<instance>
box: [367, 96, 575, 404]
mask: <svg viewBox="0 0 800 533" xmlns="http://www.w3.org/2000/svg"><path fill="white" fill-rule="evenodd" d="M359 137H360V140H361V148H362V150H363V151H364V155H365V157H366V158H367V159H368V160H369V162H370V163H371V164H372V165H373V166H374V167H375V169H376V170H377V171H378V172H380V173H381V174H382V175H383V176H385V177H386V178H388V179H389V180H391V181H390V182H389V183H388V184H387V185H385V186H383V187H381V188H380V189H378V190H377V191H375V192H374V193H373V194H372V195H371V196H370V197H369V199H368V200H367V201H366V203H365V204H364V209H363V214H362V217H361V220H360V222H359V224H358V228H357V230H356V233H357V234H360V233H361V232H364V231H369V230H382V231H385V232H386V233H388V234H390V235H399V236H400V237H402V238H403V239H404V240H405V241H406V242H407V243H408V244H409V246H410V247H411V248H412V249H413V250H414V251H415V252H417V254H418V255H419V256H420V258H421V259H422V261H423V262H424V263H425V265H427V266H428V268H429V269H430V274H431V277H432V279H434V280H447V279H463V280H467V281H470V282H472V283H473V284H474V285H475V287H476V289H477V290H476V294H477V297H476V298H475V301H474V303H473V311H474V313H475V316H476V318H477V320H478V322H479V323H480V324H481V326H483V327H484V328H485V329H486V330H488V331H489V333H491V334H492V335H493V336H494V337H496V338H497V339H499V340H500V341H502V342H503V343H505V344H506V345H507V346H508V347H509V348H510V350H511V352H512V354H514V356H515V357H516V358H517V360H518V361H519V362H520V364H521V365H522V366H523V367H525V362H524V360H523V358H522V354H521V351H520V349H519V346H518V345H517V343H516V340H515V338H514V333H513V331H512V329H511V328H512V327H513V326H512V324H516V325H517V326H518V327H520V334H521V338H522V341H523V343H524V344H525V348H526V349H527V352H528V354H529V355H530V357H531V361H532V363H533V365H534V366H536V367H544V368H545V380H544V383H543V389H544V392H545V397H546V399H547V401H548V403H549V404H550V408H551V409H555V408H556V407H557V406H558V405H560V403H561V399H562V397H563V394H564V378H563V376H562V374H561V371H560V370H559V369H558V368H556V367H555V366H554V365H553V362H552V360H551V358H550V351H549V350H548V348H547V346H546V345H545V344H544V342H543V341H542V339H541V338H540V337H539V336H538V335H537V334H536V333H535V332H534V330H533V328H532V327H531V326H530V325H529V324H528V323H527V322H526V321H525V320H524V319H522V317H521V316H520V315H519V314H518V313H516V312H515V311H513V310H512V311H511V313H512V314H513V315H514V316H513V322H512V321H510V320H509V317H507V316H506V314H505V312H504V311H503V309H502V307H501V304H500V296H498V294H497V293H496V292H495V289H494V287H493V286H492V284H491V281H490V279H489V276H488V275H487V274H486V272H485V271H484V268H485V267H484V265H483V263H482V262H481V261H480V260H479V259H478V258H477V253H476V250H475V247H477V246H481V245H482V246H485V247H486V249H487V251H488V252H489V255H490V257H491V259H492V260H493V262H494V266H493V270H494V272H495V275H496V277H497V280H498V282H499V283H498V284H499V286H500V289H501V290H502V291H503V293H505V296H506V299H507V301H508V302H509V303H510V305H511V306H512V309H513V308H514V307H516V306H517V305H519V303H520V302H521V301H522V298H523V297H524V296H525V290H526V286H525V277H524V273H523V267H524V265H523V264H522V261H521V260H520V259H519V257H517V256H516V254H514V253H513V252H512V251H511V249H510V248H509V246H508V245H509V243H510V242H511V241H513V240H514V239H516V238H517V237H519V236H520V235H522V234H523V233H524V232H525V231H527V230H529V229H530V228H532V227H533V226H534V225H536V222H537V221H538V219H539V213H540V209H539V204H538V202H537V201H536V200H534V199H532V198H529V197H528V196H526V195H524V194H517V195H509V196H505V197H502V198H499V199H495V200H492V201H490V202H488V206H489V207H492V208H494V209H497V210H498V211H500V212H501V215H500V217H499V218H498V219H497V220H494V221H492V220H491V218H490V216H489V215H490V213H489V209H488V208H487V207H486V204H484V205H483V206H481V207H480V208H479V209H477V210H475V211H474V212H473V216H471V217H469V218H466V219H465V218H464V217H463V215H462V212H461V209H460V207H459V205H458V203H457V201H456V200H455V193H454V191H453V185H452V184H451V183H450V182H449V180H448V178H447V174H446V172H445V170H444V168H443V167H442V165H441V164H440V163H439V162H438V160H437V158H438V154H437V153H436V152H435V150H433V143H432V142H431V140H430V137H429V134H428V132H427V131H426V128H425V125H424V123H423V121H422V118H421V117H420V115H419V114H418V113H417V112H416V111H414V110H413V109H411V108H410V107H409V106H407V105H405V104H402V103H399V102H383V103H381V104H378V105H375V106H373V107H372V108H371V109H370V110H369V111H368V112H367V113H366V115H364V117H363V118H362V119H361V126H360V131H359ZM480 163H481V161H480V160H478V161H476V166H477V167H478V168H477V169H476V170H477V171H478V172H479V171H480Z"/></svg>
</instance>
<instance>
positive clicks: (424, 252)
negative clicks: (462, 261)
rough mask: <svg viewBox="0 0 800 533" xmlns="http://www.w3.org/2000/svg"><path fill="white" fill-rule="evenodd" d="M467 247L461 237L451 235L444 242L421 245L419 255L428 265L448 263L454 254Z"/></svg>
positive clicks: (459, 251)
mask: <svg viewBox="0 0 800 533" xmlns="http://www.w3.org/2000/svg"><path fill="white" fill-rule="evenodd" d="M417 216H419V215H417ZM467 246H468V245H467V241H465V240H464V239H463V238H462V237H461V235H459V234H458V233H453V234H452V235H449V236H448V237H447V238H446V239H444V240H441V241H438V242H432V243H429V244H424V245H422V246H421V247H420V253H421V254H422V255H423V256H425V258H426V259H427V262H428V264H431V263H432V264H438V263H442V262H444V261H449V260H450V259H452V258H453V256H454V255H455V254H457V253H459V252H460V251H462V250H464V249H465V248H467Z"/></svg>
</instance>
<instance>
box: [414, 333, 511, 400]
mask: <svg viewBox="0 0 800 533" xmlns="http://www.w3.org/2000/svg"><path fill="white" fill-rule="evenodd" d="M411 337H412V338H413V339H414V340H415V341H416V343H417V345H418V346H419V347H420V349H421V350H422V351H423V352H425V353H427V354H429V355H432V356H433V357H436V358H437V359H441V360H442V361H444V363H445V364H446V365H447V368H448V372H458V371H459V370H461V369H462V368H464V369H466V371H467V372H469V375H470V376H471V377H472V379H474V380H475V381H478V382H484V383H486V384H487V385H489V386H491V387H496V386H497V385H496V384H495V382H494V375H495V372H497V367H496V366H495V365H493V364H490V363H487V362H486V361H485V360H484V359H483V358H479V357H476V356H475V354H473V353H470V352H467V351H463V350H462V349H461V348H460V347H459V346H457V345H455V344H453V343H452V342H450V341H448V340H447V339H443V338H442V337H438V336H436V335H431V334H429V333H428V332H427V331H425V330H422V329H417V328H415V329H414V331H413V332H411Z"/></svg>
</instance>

▶ **YOUR OBJECTIVE**
Each line of the listing above should be output exactly.

▶ **OUTPUT BELOW**
<instance>
box: [367, 96, 575, 404]
mask: <svg viewBox="0 0 800 533" xmlns="http://www.w3.org/2000/svg"><path fill="white" fill-rule="evenodd" d="M359 137H360V140H361V148H362V150H363V151H364V155H365V157H366V158H367V159H368V160H369V162H370V163H371V164H372V165H373V166H374V167H375V169H376V170H377V171H378V172H380V173H381V174H382V175H383V176H385V177H386V178H388V179H389V180H391V181H390V182H389V183H388V184H387V185H385V186H383V187H381V188H380V189H378V190H377V191H375V192H374V193H373V194H372V195H371V196H370V197H369V199H368V200H367V201H366V203H365V204H364V209H363V214H362V217H361V220H360V222H359V224H358V228H357V230H356V233H357V234H360V233H361V232H364V231H369V230H382V231H385V232H386V233H388V234H390V235H399V236H400V237H402V238H403V239H404V240H405V241H406V242H407V243H408V244H409V246H410V247H411V248H412V249H413V250H414V251H415V252H417V254H418V255H419V256H420V258H421V259H422V261H423V262H424V263H425V265H427V266H428V268H429V269H430V274H431V277H432V279H434V280H447V279H463V280H467V281H470V282H472V283H473V284H474V285H475V287H476V289H477V290H476V294H477V297H476V298H475V301H474V303H473V311H474V313H475V316H476V318H477V320H478V322H479V323H480V324H481V326H483V327H484V328H485V329H486V330H488V331H489V333H491V334H492V335H493V336H494V337H496V338H497V339H499V340H500V341H502V342H503V343H505V344H506V345H507V346H508V347H509V348H510V350H511V352H512V354H514V356H515V357H516V358H517V360H518V361H519V362H520V364H521V365H522V366H523V367H525V362H524V360H523V358H522V354H521V351H520V349H519V346H518V345H517V343H516V340H515V338H514V333H513V331H512V329H511V328H512V327H513V326H512V324H516V325H517V326H518V327H520V334H521V338H522V341H523V343H524V344H525V348H526V349H527V352H528V354H529V355H530V357H531V361H532V363H533V365H534V366H536V367H544V368H545V380H544V383H543V389H544V392H545V397H546V399H547V401H548V403H549V404H550V408H551V409H555V408H556V407H557V406H558V405H560V403H561V399H562V397H563V394H564V378H563V376H562V374H561V371H560V370H559V369H558V368H556V367H555V366H554V365H553V362H552V360H551V358H550V351H549V350H548V348H547V346H546V345H545V344H544V342H543V341H542V339H541V338H540V337H539V336H538V335H537V334H536V333H535V332H534V330H533V328H532V327H531V326H530V325H529V324H528V323H527V322H526V321H525V320H524V319H522V317H521V316H520V315H519V314H518V313H516V312H515V311H513V310H512V311H511V313H512V314H513V315H514V316H513V322H512V321H510V320H509V317H507V316H506V314H505V312H504V311H503V309H502V307H501V304H500V296H498V294H497V293H496V292H495V289H494V287H493V286H492V284H491V281H490V279H489V276H488V275H487V274H486V272H485V271H484V268H485V267H484V265H483V263H482V262H481V261H480V260H479V259H478V258H477V253H476V250H475V247H477V246H481V245H482V246H485V247H486V249H487V251H488V252H489V255H490V257H491V259H492V260H493V262H494V266H493V270H494V272H495V275H496V277H497V280H498V282H499V283H498V284H499V286H500V289H501V290H502V291H503V293H505V296H506V299H507V301H508V302H509V303H510V305H511V306H512V309H513V308H514V307H516V306H517V305H519V303H520V302H521V301H522V298H523V297H524V296H525V290H526V286H525V277H524V273H523V267H524V265H523V264H522V261H521V260H520V259H519V257H517V256H516V254H514V253H513V252H512V251H511V249H510V248H509V246H508V245H509V243H510V242H511V241H513V240H514V239H516V238H517V237H519V236H520V235H522V234H523V233H524V232H525V231H527V230H529V229H530V228H532V227H533V226H534V225H536V222H537V221H538V219H539V213H540V209H539V204H538V202H537V201H536V200H534V199H532V198H529V197H528V196H526V195H524V194H517V195H509V196H505V197H502V198H499V199H495V200H492V201H490V202H488V206H489V207H492V208H494V209H497V210H498V211H500V212H501V215H500V217H499V218H498V219H497V220H494V221H492V220H491V218H490V216H489V215H490V213H489V209H488V208H487V207H486V204H484V205H483V206H481V207H480V208H479V209H477V210H475V211H474V212H473V216H471V217H469V218H466V219H465V218H464V217H463V215H462V212H461V209H460V207H459V205H458V203H457V201H456V200H455V193H454V191H453V185H452V184H451V183H450V182H449V180H448V178H447V174H446V172H445V170H444V168H443V167H442V165H441V164H440V163H439V162H438V160H437V158H438V154H437V153H436V152H435V150H433V143H432V142H431V140H430V137H429V134H428V132H427V131H426V128H425V125H424V123H423V121H422V118H421V117H420V115H419V114H418V113H417V112H416V111H414V110H413V109H411V108H410V107H409V106H407V105H405V104H402V103H399V102H383V103H381V104H378V105H375V106H373V107H372V108H371V109H370V110H369V111H368V112H367V113H366V115H364V117H363V118H362V119H361V126H360V131H359ZM480 163H481V161H480V160H478V161H476V166H477V167H478V168H477V169H476V170H477V171H478V172H479V171H480Z"/></svg>
</instance>
<instance>
positive clicks: (424, 252)
negative clicks: (462, 261)
rough mask: <svg viewBox="0 0 800 533" xmlns="http://www.w3.org/2000/svg"><path fill="white" fill-rule="evenodd" d="M467 247L461 237L451 235L444 242L421 245L419 255L428 265L448 263L454 254Z"/></svg>
positive clicks: (459, 251)
mask: <svg viewBox="0 0 800 533" xmlns="http://www.w3.org/2000/svg"><path fill="white" fill-rule="evenodd" d="M417 216H419V215H417ZM467 246H468V245H467V241H465V240H464V239H463V238H462V237H461V235H459V234H458V233H453V234H452V235H449V236H448V237H447V238H446V239H444V240H441V241H438V242H432V243H429V244H424V245H422V246H421V247H420V253H421V254H422V255H423V256H425V258H426V259H427V262H428V264H431V263H432V264H438V263H442V262H444V261H449V260H450V259H452V258H453V256H454V255H455V254H457V253H459V252H460V251H462V250H464V249H465V248H467Z"/></svg>
</instance>
<instance>
box: [414, 333, 511, 400]
mask: <svg viewBox="0 0 800 533" xmlns="http://www.w3.org/2000/svg"><path fill="white" fill-rule="evenodd" d="M411 337H412V338H413V339H414V340H415V341H416V343H417V345H418V346H419V347H420V349H421V350H422V351H423V352H425V353H427V354H429V355H432V356H433V357H436V358H437V359H441V360H442V361H444V363H445V364H446V365H447V368H448V372H458V371H459V370H461V369H462V368H464V369H466V371H467V372H469V375H470V376H471V377H472V379H474V380H475V381H478V382H484V383H486V384H487V385H489V386H491V387H496V386H497V385H496V384H495V382H494V375H495V372H497V367H496V366H495V365H493V364H490V363H487V362H486V361H485V360H484V359H483V358H479V357H476V356H475V354H473V353H470V352H467V351H463V350H462V349H461V348H460V347H459V346H457V345H455V344H453V343H452V342H450V341H448V340H447V339H443V338H442V337H438V336H436V335H431V334H429V333H428V332H427V331H425V330H422V329H417V328H415V329H414V331H413V332H411Z"/></svg>
</instance>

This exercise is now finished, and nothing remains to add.